▸ Page
· · · · · · ·
How do you like to be FRIGHTENED?
October 24th 2006 03:34
Good afternoon sir, good day madam, and how would you like your cinematic scares perpared? Would you care to have them delivered at periodic intervals? Or to be sudden and forceful instead? Maybe you’d like to wait until you’re almost done, and then have an almighty shock to the system? Or perhaps you’d prefer to have a few “Boo!”s from time to time, just enough to keep you on the edge …?
Horror films have all manner of different ways to scare an audience. There can be the simple black cat darting out of an alleyway, to the heroine in extended jeopardy with the audience on the edge of their seat, gripping their partner’s arm in antici …… pation, then everything settles, audience relaxes, and suddenly a dark figure lurches out from the shadows and all hell screeches out!
Years ago a movie critic described John Carpenter’s seminal scarefest Halloween (1978) as “the perfect Boo! machine”. I’d definitely agree. It is one brilliantly constructed, engineered and executed frightmare. Why does it work so well? For a start there’s Carpenter’s electronic score with the high staccato repetition and the low brooding chords. It works a wicked charm (or threat to be more precise). Then there’s the almost mythological setup; the prologue where a very young Michael Myers has murdered his own sister. Jump to modern day and we have psychiatrist Loomis (a superbly paranoid Donald Pleasance) inform the police that Myers has escaped the asylum and stolen a car. The police question how did Myers know how to drive since he’s been incarcerated since the age of six. Loomis retorts back stating “Well he was doing a pretty good job of it!” The boogeyman fear has been firmly instilled in the audience. Micheal Myers is some kind of supernatural psycho-freak, beware!
Carpenter uses a technique of what appears to be Myer’s point of view watching a potential victim only to have Myers' shoulder and head slide into left or right of shot accompanied by an electronic stab. This is used to exceptional effect several times throughout the movie. So important was this technique that Carpenter even had a body double used who was credited as The Shape.
There are other horror movies which instead of pounding the audience with a series of sudden shocks, rely more on an overall tone and atmosphere; a palpable sense of dread and doom. Tobe Hooper’s The Texas Chainsaw Massacre (1974) and also Alan Parker’s Angel Heart (1987) use shock tactics, but to much subtler effect. What they deliver in spades is a tone of dread, increasing paranoia, which permeates the whole movie.
There are films like Takashi Miike’s Audition where you barely aware you’re watching a horror movie until near the end when the rug is pulled out from under you and the most appalling act of violence is committed. In many respects a film like Audition is one of the more disturbing exercises in modern horror because it provides you with a false sense of security.
And once the bloodied penny has dropped, the blood has curdled, and you’ve tried to stifle the scream, the movie’s immaculate sense of horror has closed around your throat like a constricting serpent, the Darkness quickly engulfing you …
So how do you like to be frightened? What’s in your grab bag of scare tactics?
* the images on this page were taken from the following wikipedia pages:
Michael Myers (Halloween, screen shot) and Audition (movie poster detail)
· · · · · · ·
▸ Dataset excerpt

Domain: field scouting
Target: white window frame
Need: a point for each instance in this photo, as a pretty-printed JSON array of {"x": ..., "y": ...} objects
· · · · · · ·
▸ Problem description
Pull the passage from "There are films" to "of scare tactics?" out of the horror film post above and copy it word for word.

▸ Task result
There are films like Takashi Miike’s Audition where you barely aware you’re watching a horror movie until near the end when the rug is pulled out from under you and the most appalling act of violence is committed. In many respects a film like Audition is one of the more disturbing exercises in modern horror because it provides you with a false sense of security.
And once the bloodied penny has dropped, the blood has curdled, and you’ve tried to stifle the scream, the movie’s immaculate sense of horror has closed around your throat like a constricting serpent, the Darkness quickly engulfing you …
So how do you like to be frightened? What’s in your grab bag of scare tactics?